WHAT IS BEING ASKED: Rewrite all of the entries below as a Markdown table with the columns Row and Line, putting each non-blank line in its own numbered row. Leave the pictures out of your table.

RECORDS TO PROCESS:
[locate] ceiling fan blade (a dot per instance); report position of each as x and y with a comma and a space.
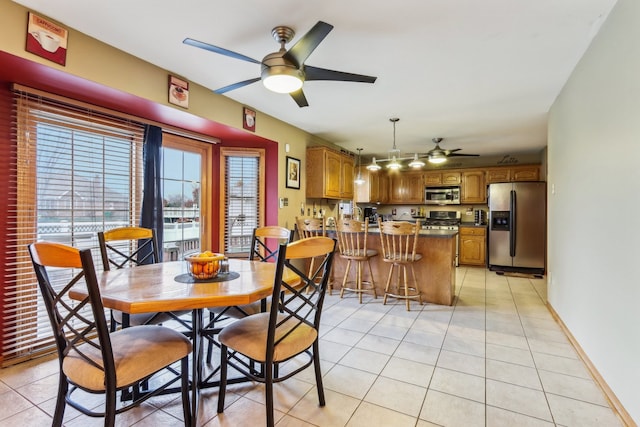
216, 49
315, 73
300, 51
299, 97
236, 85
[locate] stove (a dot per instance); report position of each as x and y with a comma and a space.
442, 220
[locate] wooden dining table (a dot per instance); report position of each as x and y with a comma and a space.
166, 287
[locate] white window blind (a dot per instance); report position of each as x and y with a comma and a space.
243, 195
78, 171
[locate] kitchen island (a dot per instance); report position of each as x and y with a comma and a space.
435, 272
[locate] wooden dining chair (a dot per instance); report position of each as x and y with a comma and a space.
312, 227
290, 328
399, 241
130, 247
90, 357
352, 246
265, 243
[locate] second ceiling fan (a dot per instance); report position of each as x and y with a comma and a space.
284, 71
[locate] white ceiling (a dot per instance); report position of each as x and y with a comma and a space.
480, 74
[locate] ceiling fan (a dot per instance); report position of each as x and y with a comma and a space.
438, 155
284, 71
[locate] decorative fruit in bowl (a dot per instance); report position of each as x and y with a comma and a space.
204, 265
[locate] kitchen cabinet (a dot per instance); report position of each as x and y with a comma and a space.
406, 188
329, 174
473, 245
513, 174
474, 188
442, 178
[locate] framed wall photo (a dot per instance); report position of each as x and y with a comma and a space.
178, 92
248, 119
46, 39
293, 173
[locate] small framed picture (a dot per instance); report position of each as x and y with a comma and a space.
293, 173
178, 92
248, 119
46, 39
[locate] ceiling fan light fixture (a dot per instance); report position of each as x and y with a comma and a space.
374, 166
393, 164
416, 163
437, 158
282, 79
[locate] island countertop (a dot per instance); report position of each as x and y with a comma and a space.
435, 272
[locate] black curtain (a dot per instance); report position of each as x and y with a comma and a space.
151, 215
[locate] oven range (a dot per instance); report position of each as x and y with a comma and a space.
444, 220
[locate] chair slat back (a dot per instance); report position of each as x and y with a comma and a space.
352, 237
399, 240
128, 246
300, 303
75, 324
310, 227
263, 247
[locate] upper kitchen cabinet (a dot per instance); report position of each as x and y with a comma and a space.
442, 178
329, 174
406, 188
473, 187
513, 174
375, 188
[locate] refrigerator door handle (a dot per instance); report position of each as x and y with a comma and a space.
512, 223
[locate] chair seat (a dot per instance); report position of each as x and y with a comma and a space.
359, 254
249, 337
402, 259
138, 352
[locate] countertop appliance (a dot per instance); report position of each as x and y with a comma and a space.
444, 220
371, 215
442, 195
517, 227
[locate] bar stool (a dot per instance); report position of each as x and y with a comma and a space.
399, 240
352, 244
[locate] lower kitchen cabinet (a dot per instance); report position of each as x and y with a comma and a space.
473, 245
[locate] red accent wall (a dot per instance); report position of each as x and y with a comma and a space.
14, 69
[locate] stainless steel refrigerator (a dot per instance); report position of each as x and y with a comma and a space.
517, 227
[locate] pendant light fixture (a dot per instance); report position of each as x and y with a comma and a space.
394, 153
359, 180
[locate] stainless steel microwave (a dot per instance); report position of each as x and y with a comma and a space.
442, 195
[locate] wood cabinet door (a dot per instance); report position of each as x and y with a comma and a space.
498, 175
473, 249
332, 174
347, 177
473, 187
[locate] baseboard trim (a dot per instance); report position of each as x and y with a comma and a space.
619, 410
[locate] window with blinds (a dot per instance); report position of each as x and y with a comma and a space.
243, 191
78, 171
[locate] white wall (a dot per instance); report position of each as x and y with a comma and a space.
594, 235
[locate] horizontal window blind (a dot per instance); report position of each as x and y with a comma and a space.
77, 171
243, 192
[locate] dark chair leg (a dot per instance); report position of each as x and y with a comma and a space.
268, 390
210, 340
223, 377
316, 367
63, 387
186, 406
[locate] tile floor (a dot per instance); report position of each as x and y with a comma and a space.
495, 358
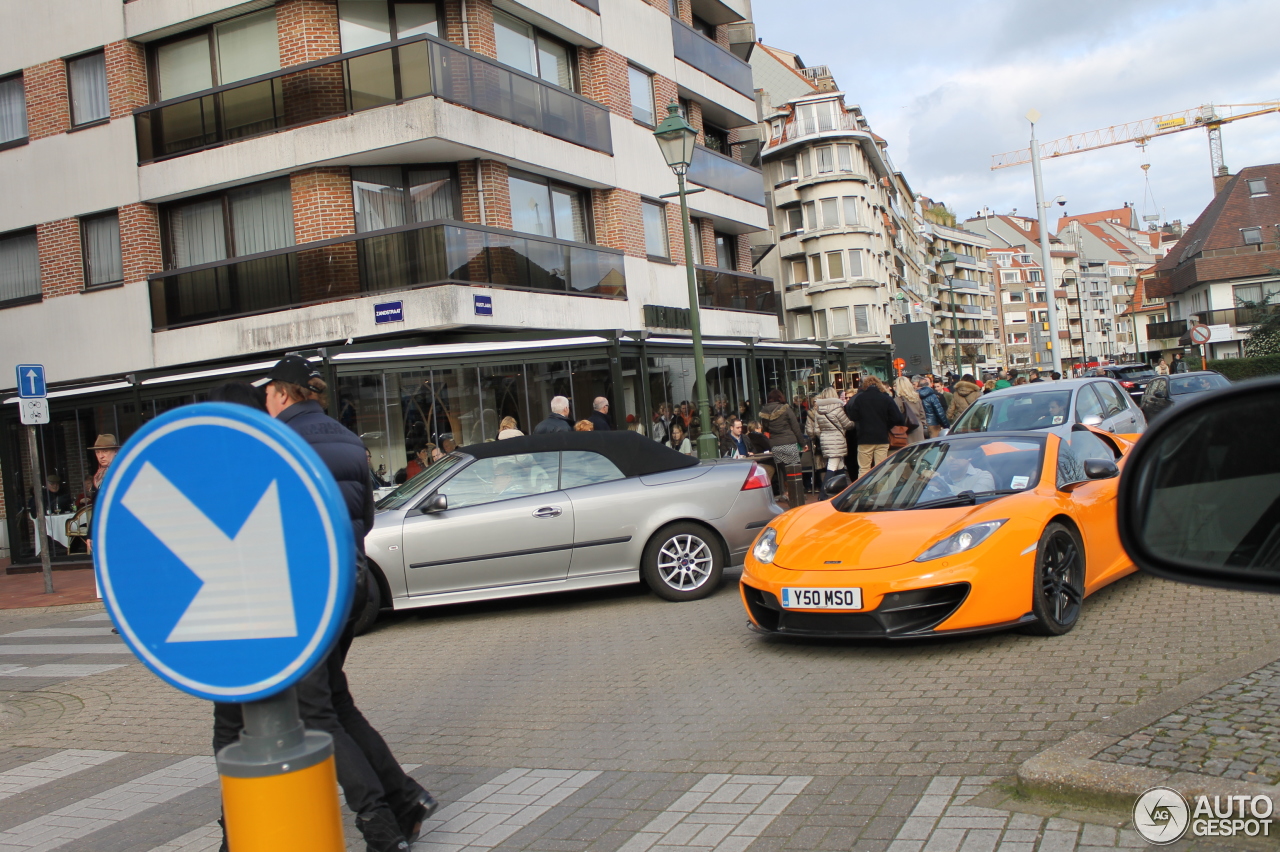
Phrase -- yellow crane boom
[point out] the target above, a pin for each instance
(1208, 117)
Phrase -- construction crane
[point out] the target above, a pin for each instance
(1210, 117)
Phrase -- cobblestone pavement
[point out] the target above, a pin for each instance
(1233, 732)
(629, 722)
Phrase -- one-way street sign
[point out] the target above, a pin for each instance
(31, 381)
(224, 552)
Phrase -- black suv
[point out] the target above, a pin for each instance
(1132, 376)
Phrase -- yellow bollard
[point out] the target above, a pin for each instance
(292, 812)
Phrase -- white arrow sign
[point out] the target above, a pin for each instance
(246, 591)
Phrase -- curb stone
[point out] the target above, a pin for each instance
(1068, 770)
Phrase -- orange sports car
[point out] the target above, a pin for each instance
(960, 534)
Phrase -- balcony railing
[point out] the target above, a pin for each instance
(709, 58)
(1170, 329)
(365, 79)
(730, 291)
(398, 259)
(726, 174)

RESULT OF THE EXERCISE:
| Row | Line |
|---|---|
| 1 | [locate] ceiling fan blade (a dot per instance); report position of each as x and y with a comma and a space. |
| 2 | 216, 49 |
| 3 | 315, 73 |
| 4 | 300, 51 |
| 5 | 299, 97 |
| 6 | 236, 85 |
| 7 | [locate] stove (a dot per instance); report position of each as x and y with a comma and a space. |
| 8 | 442, 220 |
| 9 | [locate] wooden dining table (a dot per instance); report position of each as x and y with a comma and a space. |
| 10 | 166, 287 |
| 11 | [locate] white window blind (a dot per instance); report position of each as x and y with a comma and a space. |
| 12 | 243, 195 |
| 13 | 78, 171 |
| 14 | [locate] kitchen island (a dot per instance); report position of each as x and y with a comma and a space. |
| 15 | 435, 272 |
| 16 | [locate] wooden dining chair (a dot per instance); report position of each as x and y with a comma and a space. |
| 17 | 312, 227 |
| 18 | 290, 328 |
| 19 | 399, 241 |
| 20 | 130, 247 |
| 21 | 90, 357 |
| 22 | 352, 246 |
| 23 | 265, 243 |
| 24 | [locate] second ceiling fan (a dot per instance); report position of each as x and y with a comma and a space. |
| 25 | 284, 71 |
| 26 | [locate] white ceiling (a dot per instance); report position of each as x and y with a comma and a space. |
| 27 | 480, 74 |
| 28 | [locate] ceiling fan (a dot per instance); report position of each as x and y with a comma and a space. |
| 29 | 438, 155 |
| 30 | 284, 71 |
| 31 | [locate] decorative fruit in bowl (a dot per instance); report position of each as x and y with a comma and a space. |
| 32 | 204, 265 |
| 33 | [locate] kitchen cabinet (a dot per instance); report position of each as x and y with a comma and a space. |
| 34 | 406, 188 |
| 35 | 329, 174 |
| 36 | 473, 245 |
| 37 | 513, 174 |
| 38 | 474, 188 |
| 39 | 442, 178 |
| 40 | [locate] framed wall photo (a dot per instance); report position of each as x and y with a comma and a space. |
| 41 | 178, 92 |
| 42 | 248, 119 |
| 43 | 46, 39 |
| 44 | 293, 173 |
| 45 | [locate] small framed picture (a dot per instance); report position of each as x and y with a comma and a space. |
| 46 | 293, 173 |
| 47 | 178, 92 |
| 48 | 248, 119 |
| 49 | 46, 39 |
| 50 | [locate] ceiling fan light fixture (a dot per instance); report position of each as x and y with a comma and a space. |
| 51 | 374, 166 |
| 52 | 393, 164 |
| 53 | 416, 163 |
| 54 | 437, 158 |
| 55 | 282, 79 |
| 56 | [locate] island countertop (a dot per instance); report position of each as x and y with a comma and a space. |
| 57 | 435, 272 |
| 58 | [locate] black curtain (a dot per instance); report position of each as x and y with a comma and a space. |
| 59 | 151, 215 |
| 60 | [locate] oven range (a dot per instance); report position of each as x and y with a comma and a space. |
| 61 | 444, 220 |
| 62 | [locate] chair slat back (a dot per instance); report position of each as x and y with a comma and a space. |
| 63 | 352, 237 |
| 64 | 399, 240 |
| 65 | 128, 246 |
| 66 | 300, 303 |
| 67 | 75, 324 |
| 68 | 310, 227 |
| 69 | 263, 247 |
| 70 | [locate] upper kitchen cabinet (a dot per instance); report position of each as x and y with a comma and a space. |
| 71 | 442, 178 |
| 72 | 329, 174 |
| 73 | 406, 188 |
| 74 | 473, 187 |
| 75 | 513, 174 |
| 76 | 375, 188 |
| 77 | [locate] refrigerator door handle (a dot per instance); report position of each as x and y with a comma and a space. |
| 78 | 512, 223 |
| 79 | [locate] chair seat (a dot per instance); report position of each as x and y with a comma and a space. |
| 80 | 359, 254 |
| 81 | 249, 337 |
| 82 | 402, 259 |
| 83 | 138, 352 |
| 84 | [locate] countertop appliance (a dot per instance); report position of each as x and y with a comma and a space. |
| 85 | 444, 220 |
| 86 | 371, 215 |
| 87 | 442, 195 |
| 88 | 517, 227 |
| 89 | [locate] bar stool (a dot per instance); report position of each as x and y with a comma and a space. |
| 90 | 399, 240 |
| 91 | 352, 244 |
| 92 | [locate] lower kitchen cabinet (a dot per instance); report position of each as x and y with a comma and a space. |
| 93 | 473, 245 |
| 94 | [locate] red accent wall (a dot per instance); report position of each as x and y with a comma and a space. |
| 95 | 14, 69 |
| 96 | [locate] stainless steel refrigerator (a dot per instance); report position of each as x and y with a comma and a space. |
| 97 | 517, 227 |
| 98 | [locate] pendant light fixture (a dot per instance); report position of each as x and y with a comma and a space. |
| 99 | 394, 153 |
| 100 | 359, 180 |
| 101 | [locate] stainless steel microwave (a dot per instance); report position of each as x and y with a comma and a space. |
| 102 | 442, 195 |
| 103 | [locate] wood cabinet door (a dot per instance); report position of each as x and y with a comma and a space. |
| 104 | 498, 175 |
| 105 | 473, 249 |
| 106 | 332, 174 |
| 107 | 347, 177 |
| 108 | 473, 187 |
| 109 | [locate] baseboard trim (a dot per instance); report position of each as x and y with a comma and a space. |
| 110 | 619, 410 |
| 111 | [locate] window with blinds (a dot per instance); report position of each as x and y with a comma and a space. |
| 112 | 243, 191 |
| 113 | 78, 171 |
| 114 | [locate] white wall (a dot per instance); report position of each as x and y with a comma and a space. |
| 115 | 594, 235 |
| 116 | [locate] horizontal window blind (a dot per instance); report position of each as x and y with a comma and a space. |
| 117 | 77, 171 |
| 118 | 243, 192 |
| 119 | [locate] dark chair leg (a dot per instance); report position of each as x and y with a comma and a space. |
| 120 | 268, 390 |
| 121 | 210, 340 |
| 122 | 223, 377 |
| 123 | 316, 367 |
| 124 | 63, 387 |
| 125 | 186, 406 |
| 126 | [locate] tile floor (a dot per instance); report position of each as x and y with a comma and a space. |
| 127 | 495, 358 |
| 128 | Phrase -- yellow crane boom |
| 129 | [point out] the target above, a pin for each instance |
| 130 | (1208, 117) |
| 131 | Phrase -- construction crane |
| 132 | [point out] the target above, a pin for each instance |
| 133 | (1210, 117) |
| 134 | Phrase -- cobblestone pavement |
| 135 | [point out] the target above, a pin for each instance |
| 136 | (1233, 732) |
| 137 | (629, 722) |
| 138 | Phrase -- one-way street sign |
| 139 | [point out] the target above, a pin for each instance |
| 140 | (31, 381) |
| 141 | (224, 552) |
| 142 | Phrase -- black suv |
| 143 | [point out] the target above, a pin for each instance |
| 144 | (1132, 376) |
| 145 | Phrase -- yellow bollard |
| 146 | [point out] the target above, a pin for each instance |
| 147 | (292, 812) |
| 148 | Phrase -- white arrow sign |
| 149 | [point out] the target above, a pin for each instance |
| 150 | (246, 591) |
| 151 | Phrase -- curb stone |
| 152 | [point out] the target above, a pin for each instance |
| 153 | (1068, 770) |
| 154 | Phrase -- orange sports car |
| 155 | [point out] the target above, a pin for each instance |
| 156 | (960, 534) |
| 157 | Phrase -- balcony railing |
| 158 | [point out] the target above, a pin for each instance |
| 159 | (709, 58) |
| 160 | (1170, 329) |
| 161 | (365, 79) |
| 162 | (730, 291) |
| 163 | (398, 259) |
| 164 | (726, 174) |